EXERCISE OBJECTIVE -
Retype only what runs from the line that contains "First, the detection target: parked car row." through the last line of the listing below, both lines included.

DATASET ROWS -
● ● ● ● ● ● ●
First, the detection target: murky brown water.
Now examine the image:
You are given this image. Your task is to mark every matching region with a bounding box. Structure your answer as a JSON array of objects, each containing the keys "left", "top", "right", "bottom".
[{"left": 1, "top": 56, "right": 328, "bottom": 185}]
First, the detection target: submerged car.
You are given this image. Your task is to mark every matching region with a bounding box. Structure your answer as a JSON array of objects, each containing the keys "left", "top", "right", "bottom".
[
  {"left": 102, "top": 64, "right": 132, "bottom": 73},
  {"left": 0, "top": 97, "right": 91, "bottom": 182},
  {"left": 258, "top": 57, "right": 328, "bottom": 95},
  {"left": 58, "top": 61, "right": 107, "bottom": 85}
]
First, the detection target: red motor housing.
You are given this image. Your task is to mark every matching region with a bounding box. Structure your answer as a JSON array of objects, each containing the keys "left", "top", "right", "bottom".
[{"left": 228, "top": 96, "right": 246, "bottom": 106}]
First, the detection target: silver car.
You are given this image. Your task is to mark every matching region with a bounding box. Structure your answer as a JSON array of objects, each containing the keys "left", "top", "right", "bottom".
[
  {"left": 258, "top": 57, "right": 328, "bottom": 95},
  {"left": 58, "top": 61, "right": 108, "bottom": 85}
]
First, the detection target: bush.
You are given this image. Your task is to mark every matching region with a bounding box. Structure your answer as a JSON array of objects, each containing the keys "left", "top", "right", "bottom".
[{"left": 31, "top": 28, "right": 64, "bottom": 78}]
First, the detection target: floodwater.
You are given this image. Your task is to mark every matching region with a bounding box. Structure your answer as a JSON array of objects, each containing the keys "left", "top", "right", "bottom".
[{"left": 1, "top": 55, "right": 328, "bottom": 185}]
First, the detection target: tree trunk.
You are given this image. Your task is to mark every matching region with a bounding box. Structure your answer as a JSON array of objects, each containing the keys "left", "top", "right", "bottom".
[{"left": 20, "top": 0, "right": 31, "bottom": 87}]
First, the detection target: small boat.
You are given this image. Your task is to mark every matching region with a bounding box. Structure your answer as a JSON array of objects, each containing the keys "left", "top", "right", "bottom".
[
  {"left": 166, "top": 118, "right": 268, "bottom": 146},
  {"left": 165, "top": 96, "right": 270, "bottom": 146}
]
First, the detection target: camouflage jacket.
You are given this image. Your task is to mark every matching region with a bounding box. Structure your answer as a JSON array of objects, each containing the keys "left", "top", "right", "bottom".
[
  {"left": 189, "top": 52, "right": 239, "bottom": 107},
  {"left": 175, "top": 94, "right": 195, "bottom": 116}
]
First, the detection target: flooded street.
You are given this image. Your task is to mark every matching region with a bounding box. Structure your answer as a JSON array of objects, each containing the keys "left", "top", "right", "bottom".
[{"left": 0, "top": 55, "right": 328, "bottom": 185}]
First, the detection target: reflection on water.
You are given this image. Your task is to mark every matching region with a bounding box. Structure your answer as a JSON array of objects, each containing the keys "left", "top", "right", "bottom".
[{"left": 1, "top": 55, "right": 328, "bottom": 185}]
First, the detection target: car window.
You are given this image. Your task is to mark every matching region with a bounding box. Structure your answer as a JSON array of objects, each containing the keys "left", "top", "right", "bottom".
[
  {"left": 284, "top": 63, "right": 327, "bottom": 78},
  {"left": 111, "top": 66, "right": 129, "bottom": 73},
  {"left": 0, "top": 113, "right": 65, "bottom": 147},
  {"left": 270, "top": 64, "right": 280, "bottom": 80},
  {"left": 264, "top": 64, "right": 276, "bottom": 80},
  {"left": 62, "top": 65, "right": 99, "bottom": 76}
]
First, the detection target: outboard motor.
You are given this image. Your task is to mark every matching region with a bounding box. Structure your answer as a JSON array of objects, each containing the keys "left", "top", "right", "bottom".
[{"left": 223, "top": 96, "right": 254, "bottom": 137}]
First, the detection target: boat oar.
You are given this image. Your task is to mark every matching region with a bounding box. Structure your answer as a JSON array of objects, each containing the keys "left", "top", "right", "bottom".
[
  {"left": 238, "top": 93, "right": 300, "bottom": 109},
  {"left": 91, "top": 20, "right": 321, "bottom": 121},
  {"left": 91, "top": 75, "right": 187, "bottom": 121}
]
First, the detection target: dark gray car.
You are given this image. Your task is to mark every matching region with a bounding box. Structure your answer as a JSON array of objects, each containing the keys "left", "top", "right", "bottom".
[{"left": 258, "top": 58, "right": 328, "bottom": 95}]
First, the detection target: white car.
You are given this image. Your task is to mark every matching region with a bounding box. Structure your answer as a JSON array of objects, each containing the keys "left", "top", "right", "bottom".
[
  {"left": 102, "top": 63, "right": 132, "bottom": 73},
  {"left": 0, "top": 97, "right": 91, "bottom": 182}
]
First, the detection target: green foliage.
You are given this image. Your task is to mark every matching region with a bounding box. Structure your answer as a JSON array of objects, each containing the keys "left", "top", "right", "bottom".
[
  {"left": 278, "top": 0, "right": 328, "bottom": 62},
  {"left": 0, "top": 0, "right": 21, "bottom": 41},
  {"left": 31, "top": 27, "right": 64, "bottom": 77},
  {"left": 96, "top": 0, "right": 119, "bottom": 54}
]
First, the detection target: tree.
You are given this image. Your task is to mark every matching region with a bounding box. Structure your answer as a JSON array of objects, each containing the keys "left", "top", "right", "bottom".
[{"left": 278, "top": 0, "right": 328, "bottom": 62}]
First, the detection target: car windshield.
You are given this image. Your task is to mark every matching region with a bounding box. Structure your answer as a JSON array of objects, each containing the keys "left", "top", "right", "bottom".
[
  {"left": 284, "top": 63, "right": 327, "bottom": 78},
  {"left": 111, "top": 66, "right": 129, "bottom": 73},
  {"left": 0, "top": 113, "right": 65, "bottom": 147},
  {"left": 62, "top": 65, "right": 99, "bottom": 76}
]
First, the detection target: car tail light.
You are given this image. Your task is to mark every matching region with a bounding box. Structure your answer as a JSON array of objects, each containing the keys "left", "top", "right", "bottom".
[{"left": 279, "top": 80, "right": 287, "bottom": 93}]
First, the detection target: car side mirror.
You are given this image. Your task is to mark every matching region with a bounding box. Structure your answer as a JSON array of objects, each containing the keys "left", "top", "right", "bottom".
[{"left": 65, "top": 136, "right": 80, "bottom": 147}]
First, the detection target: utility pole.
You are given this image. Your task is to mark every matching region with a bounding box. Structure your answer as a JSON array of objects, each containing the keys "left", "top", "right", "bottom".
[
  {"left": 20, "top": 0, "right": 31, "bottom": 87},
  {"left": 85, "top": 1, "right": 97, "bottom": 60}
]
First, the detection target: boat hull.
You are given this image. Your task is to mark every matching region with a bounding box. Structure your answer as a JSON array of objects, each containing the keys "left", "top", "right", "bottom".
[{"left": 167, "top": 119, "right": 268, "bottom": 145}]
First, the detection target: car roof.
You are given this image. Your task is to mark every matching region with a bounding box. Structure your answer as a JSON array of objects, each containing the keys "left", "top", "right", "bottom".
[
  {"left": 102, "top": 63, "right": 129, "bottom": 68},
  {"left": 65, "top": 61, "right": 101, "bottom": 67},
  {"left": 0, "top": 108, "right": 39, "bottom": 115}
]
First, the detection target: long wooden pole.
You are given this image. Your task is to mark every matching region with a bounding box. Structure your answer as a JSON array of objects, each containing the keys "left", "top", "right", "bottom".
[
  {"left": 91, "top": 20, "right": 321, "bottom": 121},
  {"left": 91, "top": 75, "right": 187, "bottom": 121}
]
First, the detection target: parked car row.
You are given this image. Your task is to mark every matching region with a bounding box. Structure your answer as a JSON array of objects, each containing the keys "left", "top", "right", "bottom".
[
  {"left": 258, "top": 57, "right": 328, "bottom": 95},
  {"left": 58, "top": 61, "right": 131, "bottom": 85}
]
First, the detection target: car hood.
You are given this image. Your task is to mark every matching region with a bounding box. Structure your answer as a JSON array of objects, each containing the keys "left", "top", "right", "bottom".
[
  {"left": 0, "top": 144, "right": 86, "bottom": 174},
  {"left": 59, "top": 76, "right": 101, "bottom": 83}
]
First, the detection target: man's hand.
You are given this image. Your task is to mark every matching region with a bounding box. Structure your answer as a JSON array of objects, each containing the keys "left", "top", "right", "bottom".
● ● ● ● ● ● ●
RESPONSE -
First, the detection target: parked car row.
You are given this image. Your task is to mark every matching region with a bounding box. Structure your answer as a JSON array of objects, each containing the keys "left", "top", "right", "bottom".
[
  {"left": 258, "top": 57, "right": 328, "bottom": 95},
  {"left": 58, "top": 61, "right": 131, "bottom": 85}
]
First, the detection target: car hood.
You are given this image. Your task is to mark every matching region with a bounding box. Structure your answer as a JSON array of objects, each containing the keys "left", "top", "right", "bottom".
[
  {"left": 0, "top": 144, "right": 86, "bottom": 174},
  {"left": 59, "top": 76, "right": 101, "bottom": 83}
]
First, the detection target: man's hand.
You are given this image. Your task is to mark every matching region with a bounding box. Structure your answer as a JSON array of objects, each containing the keys "left", "top", "right", "bottom".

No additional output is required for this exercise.